**Instructions for the task**
Exactly as given, repeat all of the entries.

**Material supplied**
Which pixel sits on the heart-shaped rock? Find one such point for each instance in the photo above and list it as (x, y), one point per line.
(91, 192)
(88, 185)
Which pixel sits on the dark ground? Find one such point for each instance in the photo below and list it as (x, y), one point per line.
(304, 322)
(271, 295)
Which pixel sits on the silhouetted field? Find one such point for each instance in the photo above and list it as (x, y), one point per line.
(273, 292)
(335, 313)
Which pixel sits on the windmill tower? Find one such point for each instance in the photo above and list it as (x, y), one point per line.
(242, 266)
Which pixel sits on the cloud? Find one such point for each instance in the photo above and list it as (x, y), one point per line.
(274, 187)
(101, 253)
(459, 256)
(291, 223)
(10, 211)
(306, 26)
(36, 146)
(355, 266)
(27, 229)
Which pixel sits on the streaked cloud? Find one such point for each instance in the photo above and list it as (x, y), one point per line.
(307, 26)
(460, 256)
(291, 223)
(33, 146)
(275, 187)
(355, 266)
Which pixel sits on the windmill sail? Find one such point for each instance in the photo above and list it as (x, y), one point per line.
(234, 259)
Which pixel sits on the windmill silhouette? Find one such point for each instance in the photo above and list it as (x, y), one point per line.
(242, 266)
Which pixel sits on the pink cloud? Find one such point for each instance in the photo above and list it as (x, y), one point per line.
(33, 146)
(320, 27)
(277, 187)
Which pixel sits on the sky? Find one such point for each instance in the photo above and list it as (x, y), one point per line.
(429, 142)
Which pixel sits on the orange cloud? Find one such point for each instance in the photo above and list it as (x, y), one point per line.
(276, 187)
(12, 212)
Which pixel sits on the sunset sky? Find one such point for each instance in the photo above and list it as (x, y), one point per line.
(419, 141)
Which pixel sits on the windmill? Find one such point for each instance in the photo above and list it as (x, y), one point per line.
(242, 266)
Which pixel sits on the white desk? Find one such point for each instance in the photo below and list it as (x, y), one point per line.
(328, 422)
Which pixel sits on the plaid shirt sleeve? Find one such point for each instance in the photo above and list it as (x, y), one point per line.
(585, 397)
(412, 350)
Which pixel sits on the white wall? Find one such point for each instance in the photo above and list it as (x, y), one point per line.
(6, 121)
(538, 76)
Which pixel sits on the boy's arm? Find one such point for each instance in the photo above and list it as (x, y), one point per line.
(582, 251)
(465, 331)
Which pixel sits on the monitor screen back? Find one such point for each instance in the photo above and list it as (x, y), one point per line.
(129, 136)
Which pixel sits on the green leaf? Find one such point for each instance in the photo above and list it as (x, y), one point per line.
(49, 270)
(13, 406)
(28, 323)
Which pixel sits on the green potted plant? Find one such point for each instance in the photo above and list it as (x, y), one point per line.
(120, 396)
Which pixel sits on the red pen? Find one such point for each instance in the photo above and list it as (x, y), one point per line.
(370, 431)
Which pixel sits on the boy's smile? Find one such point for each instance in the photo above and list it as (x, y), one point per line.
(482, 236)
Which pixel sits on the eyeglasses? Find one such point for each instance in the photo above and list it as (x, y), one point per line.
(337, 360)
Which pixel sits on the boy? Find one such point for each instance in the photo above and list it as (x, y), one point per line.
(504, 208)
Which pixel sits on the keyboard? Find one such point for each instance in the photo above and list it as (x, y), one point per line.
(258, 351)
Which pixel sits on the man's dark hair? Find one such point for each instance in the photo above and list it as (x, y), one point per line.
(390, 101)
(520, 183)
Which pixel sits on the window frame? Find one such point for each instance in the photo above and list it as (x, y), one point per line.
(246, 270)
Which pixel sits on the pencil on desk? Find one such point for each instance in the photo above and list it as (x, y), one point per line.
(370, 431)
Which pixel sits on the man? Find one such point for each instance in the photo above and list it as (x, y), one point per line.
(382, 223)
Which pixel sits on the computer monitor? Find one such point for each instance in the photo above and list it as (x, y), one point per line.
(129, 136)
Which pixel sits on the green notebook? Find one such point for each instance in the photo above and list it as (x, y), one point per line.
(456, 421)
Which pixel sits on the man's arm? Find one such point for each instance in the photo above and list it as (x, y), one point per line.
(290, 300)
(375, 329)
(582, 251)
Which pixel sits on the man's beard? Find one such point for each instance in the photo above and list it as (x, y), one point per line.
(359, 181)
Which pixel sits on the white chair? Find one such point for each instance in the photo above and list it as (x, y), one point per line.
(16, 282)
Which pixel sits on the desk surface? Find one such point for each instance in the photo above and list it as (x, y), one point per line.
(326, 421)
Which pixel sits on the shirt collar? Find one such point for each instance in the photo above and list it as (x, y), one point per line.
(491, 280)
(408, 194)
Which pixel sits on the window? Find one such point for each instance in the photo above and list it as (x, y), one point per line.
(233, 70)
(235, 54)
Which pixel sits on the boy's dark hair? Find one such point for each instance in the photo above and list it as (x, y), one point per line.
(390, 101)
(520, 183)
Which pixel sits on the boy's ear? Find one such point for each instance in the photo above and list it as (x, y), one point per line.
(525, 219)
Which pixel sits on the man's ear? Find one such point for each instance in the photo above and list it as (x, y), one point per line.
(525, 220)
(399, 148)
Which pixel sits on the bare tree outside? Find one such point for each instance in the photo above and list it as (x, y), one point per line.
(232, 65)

**Answer in full**
Which pixel sits on the heart-shaped rock? Find one such point for each instance in the photo above and list it as (x, y), one point per line.
(91, 192)
(88, 185)
Which pixel sits on the dark ground? Find one such point for each instance in the photo below and list it as (x, y), one point per line.
(304, 322)
(271, 295)
Which pixel sits on the silhouetted field? Find one such point for each instance in the photo above and list it as (x, y), one point per line.
(273, 292)
(335, 313)
Which pixel sits on the windmill tower? Find one such point for each instance in the photo above and list it as (x, y), one point per line.
(242, 266)
Which pixel sits on the cloud? Find one such point for each instance in the photo above and list it as (x, y), one point per line.
(274, 187)
(101, 253)
(459, 256)
(291, 223)
(10, 211)
(306, 26)
(36, 146)
(355, 266)
(27, 229)
Which pixel sits on the streaked cloud? Find one such point for each instance in the photo above and list it as (x, y), one point per line.
(307, 26)
(460, 256)
(291, 223)
(33, 146)
(275, 187)
(355, 266)
Which pixel sits on the windmill sail? Find one such point for each instance in the photo above and list it as (x, y), one point per line.
(234, 259)
Which pixel sits on the windmill silhouette? Find one such point for each instance in the photo above and list it as (x, y), one point per line.
(242, 266)
Which pixel sits on the pink cloud? Find one such point for each instance in the photo above and list it as (x, y), one point per line.
(33, 146)
(320, 27)
(277, 187)
Which pixel sits on the sky? Find one such point for each instance in the photo above and list it as (x, y), one point per line.
(429, 142)
Which pixel sits on the orange cloud? Find one such point for each instance in the photo above and list it as (x, y), one point per line.
(276, 187)
(12, 212)
Which pixel sits on the sunset sky? Find one such point for each instance in the photo above and list it as (x, y), one point per line.
(419, 141)
Which pixel sits on the windmill? Find one such point for each instance in the photo above and list it as (x, y), one point per line.
(242, 266)
Which pixel sits on the white desk? Find one such point for each instance in the photo below and list it as (x, y), one point per line.
(328, 422)
Which pixel sits on the plaid shirt sleeve? Find one such point for each instance in the photo above and list it as (x, y), one point per line.
(585, 397)
(412, 350)
Which pixel sits on the white wall? Find one such point for each instance in the photo above and list it as (x, y), one point per line.
(6, 121)
(538, 76)
Which pixel sits on the boy's arm? Find one such point for each instance in the photo above and list it as (x, y), one point per line.
(582, 251)
(465, 331)
Which pixel sits on the monitor screen back? Find one such point for each instance in the photo above and list it as (x, y), one point per line.
(129, 136)
Which pixel sits on the green leaf? Find one such point for each instance in the photo above and list it as (x, y), one point per line.
(49, 270)
(13, 406)
(28, 323)
Which pixel sits on the green potted plant? Find one such point for each instance in the photo above and list it as (x, y), one point per line.
(120, 396)
Which pixel sits on the red pen? Find one such point for each instance in the photo above and list it as (x, y), one point per line.
(370, 431)
Which pixel sits on the boy's smile? Find one such point for each instance in the photo above and list it as (x, y), one point per line.
(482, 236)
Which pixel sits on the eyeglasses? Find one such point for each instance in the photo above and list it as (x, y), one point per line.
(337, 360)
Which pixel sits on the boy? Find one such point for each instance in the photo above and list it as (x, y), one point per line.
(504, 208)
Which pixel sits on the keyboard? Find one such point for each instance in the photo above and list it as (x, y), one point per line.
(258, 351)
Which pixel sits on the man's dark hair? Find one such point for each instance in the photo above and list it as (x, y), one point per line.
(390, 101)
(520, 183)
Which pixel sits on the window frame? Find one such point for each instance in the photo above and list it as (x, y), one point per line.
(246, 270)
Which pixel sits on the pencil on desk? Find one such point for each instance in the photo above and list it as (x, y), one point per line.
(370, 431)
Which pixel sits on the man? Find one such point for each instance in the photo above and list it as (x, y), one point per line.
(382, 223)
Which pixel sits on the computer monitor? Find one such point for each instance in the photo above and list it as (x, y), one point per line.
(129, 136)
Which pixel sits on the green notebook? Find one such point for each instance in the photo above and list it as (x, y), one point per line.
(456, 421)
Which pixel sits on the man's arm? Find one such point for each instance in the photo above and list it as (x, y), one point per line.
(290, 300)
(375, 329)
(582, 251)
Which pixel sits on the man's beard? Find one such point for each instance in the photo above and list it as (x, y), one point per line.
(359, 181)
Which pixel sits on the white chair? Find one such point for each instance in the photo above and list it as (x, y), one point per line.
(16, 282)
Which pixel sits on the desk surface? Find one such point for each instance in the photo above and list it as (x, y), one point per line.
(326, 421)
Which pixel sits on the shirt collar? Find one such point for each instance in the photo above and list it as (x, y), one point per line.
(491, 280)
(408, 194)
Which pixel sits on the window? Find one such point for each instance in the photo above and list it as (x, y), one point per line.
(233, 70)
(235, 54)
Which pixel sits on the boy's dark hair? Find one such point for each instance in the photo above and list it as (x, y), one point per line.
(390, 101)
(520, 183)
Which pixel sits on the boy's ear? Find one such point for each instance in the photo above and list it as (x, y), one point per line.
(525, 219)
Which pixel sits on the man's ear? Find one such point for each instance in the photo above and list it as (x, y), one point per line.
(525, 220)
(399, 148)
Which pixel sits on the bare tree outside? Find one such point for each instance in the photo above and list it as (x, y), one point per line.
(232, 65)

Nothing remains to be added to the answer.